───── Passage given
`robotrace.log_episode`

The single one-shot entry point for ingesting an episode. Equivalent to start_episode(...) → upload all artifacts → finalize. Use this for the 95% case of "I have files on disk, log them and move on."

The contract is sacred

This signature is the sacred SDK contract. Once we cut 1.0.0, breaking it requires:

A major version bump (1.x → 2.0)
At least one minor of DeprecationWarning before the break ships, so existing training scripts get an early warning instead of a TypeError

Until 1.0.0 (we're at 0.1.0a6 today) we may still iterate on the shape - every change lands in the SDK changelog.

Already on OpenTelemetry? Calling log_episode(...) inside an active OTel span attaches trace_id / span_id / traceparent to the episode automatically - no new kwargs. See OpenTelemetry trace correlation for the install step (pip install 'robotrace-dev[otel]==0.1.0a6') and how the portal deep-links into your APM.
──────────
───── Supplied entries
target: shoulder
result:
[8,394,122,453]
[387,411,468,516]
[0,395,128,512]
──────────
───── Supplied entries
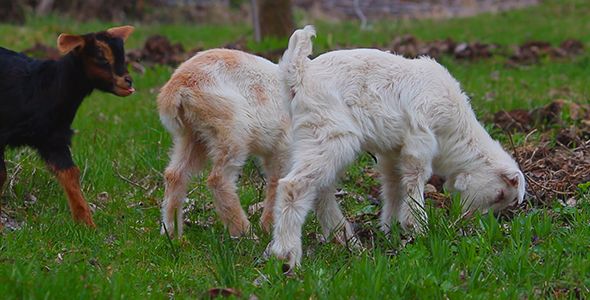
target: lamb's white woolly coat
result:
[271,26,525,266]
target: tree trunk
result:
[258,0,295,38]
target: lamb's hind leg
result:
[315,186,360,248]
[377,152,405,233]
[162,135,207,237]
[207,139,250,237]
──────────
Task requirements →
A – Answer these questions using the log_episode page:
(i) Which sequence of steps is log_episode equivalent to?
(ii) What SDK version does the page say it is at today?
(iii) What command does it give for the OpenTelemetry install step?
B – According to the log_episode page, which identifiers are attached to the episode automatically when log_episode(...) is called inside an active OTel span?

Exercise answers →
A –
(i) start_episode(...) → upload all artifacts → finalize
(ii) 0.1.0a6
(iii) pip install 'robotrace-dev[otel]==0.1.0a6'

B – trace_id, span_id, traceparent